WHAT THIS EXERCISE ASKS »
1. Using the post on BPMN 2.0 best practice, decide whether each of the statements (a), (b) and (c) agrees with it. For each, answer yes or no and quote the deciding words exactly: (a) The discussion about a best practice for BPMN 2.0 is taking place in a LinkedIn group. (b) Tom DeBevois says the central focus of BPMN is requirements gathering. (c) In the car sales example, a message is shown going from the subprocess to the Factory process.
2. Carry on the post about BPMN 2.0 best practice in the same voice, starting right after its last sentence.

PASSAGE PROVIDED »
Wednesday, 4 August 2010

BPMN 2.0 Best Practice

The LinkedIn Group for BPMN has a discussion on the need for a best practice for BPMN 2.0.
People come at BPMN from a wide spectrum of use from initial discussion of a business process to the IT developer perspective and a matching wide variety of views of best practice will evolve.
BPMN supports a design to execution path.
Tom DeBevois makes a similar point ...

“Certainly, BPMN enables a powerful requirements gathering tool and it can be a part of the over-the-wall requirement. Still, the central focus of BPMN is to support an agile executing environment and promote visible active, responsive change.”

This focus in the notation is in my view highly desirable. A side benefit at BPMN 2.0 has been the tightening up of syntax and meaning. This should help in the process development by making it relatively easy to critique specifications, as Tom was able to do ...

“For instance, consider the car sales process example (Figure 5-5 in the Method and Style Book). At one point in the process, sales enters an order from the factory and a message is shown from the subprocess to the Factory process. This seems correct; however, when I review an actual BPMN process diagram, it suggests to me that the definition of the process might be insufficient. In reality, what happens in most corporations is a salesman takes the paper order form and punches in the car order into another system.”

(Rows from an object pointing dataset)
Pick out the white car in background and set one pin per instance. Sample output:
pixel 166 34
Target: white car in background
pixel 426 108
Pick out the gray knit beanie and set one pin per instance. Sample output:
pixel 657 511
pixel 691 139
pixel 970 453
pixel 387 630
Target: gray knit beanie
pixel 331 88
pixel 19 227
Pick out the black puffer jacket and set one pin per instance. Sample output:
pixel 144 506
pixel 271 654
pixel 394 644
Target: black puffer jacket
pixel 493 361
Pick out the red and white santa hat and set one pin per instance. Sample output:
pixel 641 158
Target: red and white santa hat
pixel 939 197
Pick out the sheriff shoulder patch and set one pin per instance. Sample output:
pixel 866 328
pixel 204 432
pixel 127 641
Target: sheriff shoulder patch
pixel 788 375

RESPONSE LIST »
1.
(a) Yes: "The LinkedIn Group for BPMN has a discussion on the need for a best practice for BPMN 2.0."
(b) No: "Still, the central focus of BPMN is to support an agile executing environment and promote visible active, responsive change."
(c) Yes: "a message is shown from the subprocess to the Factory process."

2.
This is not a defect in the example, or in the style of BPMN 2.0. It merely represents the stage reached in the process design (it is to be hoped, before critical review).
BPMN does not in itself do the design. Transforming thoughts and words into the formality of BPMN 2.0 reduces the ambiguity of common spoken language. Coming from the technical disciplines of IT , I am attracted by the concept of an execution specification of the process that relates directly to an expression of the apparent problem being addressed. I anticipate a few round trips between business process specification and execution design. That is, it is still best for there to be an ongoing conversation between the person originating the problem and the provider of the solution rather than throwing arbitrary specifications over a wall.
Jakob Freund provided a clear example of the happy path through the design process in BPMS. I particularly liked the transition between viewing the process as flowing between departments of an organisation (level 1) to those departments carrying out independent and complex activities communicating through messages (level 2).


This is an example of what could be described as a “best practice” as ..
  • the process is decomposed by responsibility
  • information required by the various responsibilities is clarified (it is the message content)
  • organisational change (eg outsource development) does not necessarily force process change

It would be useful for organisations adopting BPMN to be able to point to practice notes. Those “best practices” must be appropriate to the organisation and to the task in hand.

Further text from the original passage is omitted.